TASK DESCRIPTION: Reproduce the stretch of the commentary on Guantanamo detainees from "I think you're" through "a moot point.", substituting "severe food deprivation" for "borderline starvation".

I think you're being somewhat unfair in how you represent my take on the Washington Post article. I'm not creating a "false transitive association" between "our prisoners are gaining weight" and "we're over-feeding ... them." The article just plain says that. That such food is offered is not in dispute. What is in dispute is: how much of the weight gain is caused by overeating and how much is caused by lack of exercise? Also: is such lack of exercise that exists caused by coercive management, or is it valid punishment for misbehavior?
Now, one of the reasons I brought the article up is because the Rolling Stone article alleges that borderline starvation is one of techniques employed at Guantanamo, so there's a blatant contradiction right there. However, you don't take the Tietz's article seriously, so this is something of a moot point.
It is also true, as you point out, that the mere fact the prisoners are, as I said, treated "to a quality buffet tailored to their dietary preferences" does not prove that we aren't doing some torture on the side. (Keep in mind, however, that unless the Post is being played for a fool, it is a fact that they are getting such service.) The same can be said about the fact that detainees are given opportunities to pray, access to chaplains, and other necessities to practice their faith. We could be doing all of this and still beating them with rods at the end of the day. It just means that, if we are engaging in regular torture, we're being stupid about it.
The Rolling Stone article has many flaws, but one of the things it actually gets right is its depiction of SERE. Tietz explains (page four):
The most effective form of torture turned out to have two components. The first is pain and harm delivered in unpredictable, sometimes illusory environments -- an absolute denial of physical comfort and spatial-temporal orientation. The second is a removal of the inner comfort of identity -- achieved by artfully humiliating people and coercing them to commit offenses against their own religion, dignity and morality, until they become unrecognizable to and ashamed of themselves. ... In SERE theory, the techniques are be used in concert and continuously -- coercive interrogation should become a life experience.
Now, if we were seriously interested in breaking the detainees at Guantanamo in any systematic fashion, this is what we would be doing. What articles like the Post one demonstrate is that we are not, at least, employing the second method "advocated" by SERE. The identity of the detainees at Gitmo is still very much intact. This, ironically, is part of the problem.
You state, "that the prisoners routinely attack their guards with makeshift weapons, directly undermines your first point. If we're treating our prisoners so well … why are they attacking their captors? What do they hope to gain?"
There's a fairly obvious answer to this question. What they hope to gain is exactly what they hoped to gain when they joined their terrorist outfit of choice: dead and maimed Americans (and Israelis and Australians and Spaniards and Italians and etc., etc.--but only Americans are there). Only if we assume that a (large) majority of detainees are not in fact terrorists does that question even make sense. The proper phrasing of the question is: What do they have to lose by attacking the guards? Exercise privileges?

Entries from a data source:

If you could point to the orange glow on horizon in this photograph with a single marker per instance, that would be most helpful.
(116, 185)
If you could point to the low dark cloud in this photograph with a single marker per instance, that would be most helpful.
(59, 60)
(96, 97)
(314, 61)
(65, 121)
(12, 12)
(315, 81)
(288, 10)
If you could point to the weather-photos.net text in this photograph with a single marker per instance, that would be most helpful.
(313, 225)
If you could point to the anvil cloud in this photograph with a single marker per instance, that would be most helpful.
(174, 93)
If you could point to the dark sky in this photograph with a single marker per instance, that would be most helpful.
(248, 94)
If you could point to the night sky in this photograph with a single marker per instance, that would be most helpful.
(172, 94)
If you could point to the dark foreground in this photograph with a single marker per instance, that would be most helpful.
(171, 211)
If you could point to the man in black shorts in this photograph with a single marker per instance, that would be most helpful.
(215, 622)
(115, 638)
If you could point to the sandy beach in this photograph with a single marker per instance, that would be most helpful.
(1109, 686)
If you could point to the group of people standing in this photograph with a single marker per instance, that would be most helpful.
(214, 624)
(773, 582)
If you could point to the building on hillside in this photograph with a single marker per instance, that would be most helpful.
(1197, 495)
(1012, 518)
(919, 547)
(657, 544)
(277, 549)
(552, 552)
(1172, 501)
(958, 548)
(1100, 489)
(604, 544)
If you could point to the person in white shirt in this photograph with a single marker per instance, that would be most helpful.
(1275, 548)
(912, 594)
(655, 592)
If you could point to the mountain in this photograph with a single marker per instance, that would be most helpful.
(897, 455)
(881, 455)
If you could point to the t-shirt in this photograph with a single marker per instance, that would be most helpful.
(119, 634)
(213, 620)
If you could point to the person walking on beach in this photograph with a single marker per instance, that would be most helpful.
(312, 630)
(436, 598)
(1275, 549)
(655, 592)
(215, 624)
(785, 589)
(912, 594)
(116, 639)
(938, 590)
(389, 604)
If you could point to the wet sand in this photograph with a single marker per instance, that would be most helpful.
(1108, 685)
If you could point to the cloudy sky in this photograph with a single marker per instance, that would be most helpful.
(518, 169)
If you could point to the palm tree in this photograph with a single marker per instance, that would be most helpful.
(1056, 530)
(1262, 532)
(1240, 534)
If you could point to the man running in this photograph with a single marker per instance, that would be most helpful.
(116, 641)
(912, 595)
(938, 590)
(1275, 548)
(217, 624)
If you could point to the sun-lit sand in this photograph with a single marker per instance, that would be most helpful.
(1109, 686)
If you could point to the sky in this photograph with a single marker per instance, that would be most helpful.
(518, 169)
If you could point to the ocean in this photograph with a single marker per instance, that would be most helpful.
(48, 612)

FINISHED ANSWER:
I think you're being somewhat unfair in how you represent my take on the Washington Post article. I'm not creating a "false transitive association" between "our prisoners are gaining weight" and "we're over-feeding ... them." The article just plain says that. That such food is offered is not in dispute. What is in dispute is: how much of the weight gain is caused by overeating and how much is caused by lack of exercise? Also: is such lack of exercise that exists caused by coercive management, or is it valid punishment for misbehavior?
Now, one of the reasons I brought the article up is because the Rolling Stone article alleges that severe food deprivation is one of techniques employed at Guantanamo, so there's a blatant contradiction right there. However, you don't take the Tietz's article seriously, so this is something of a moot point.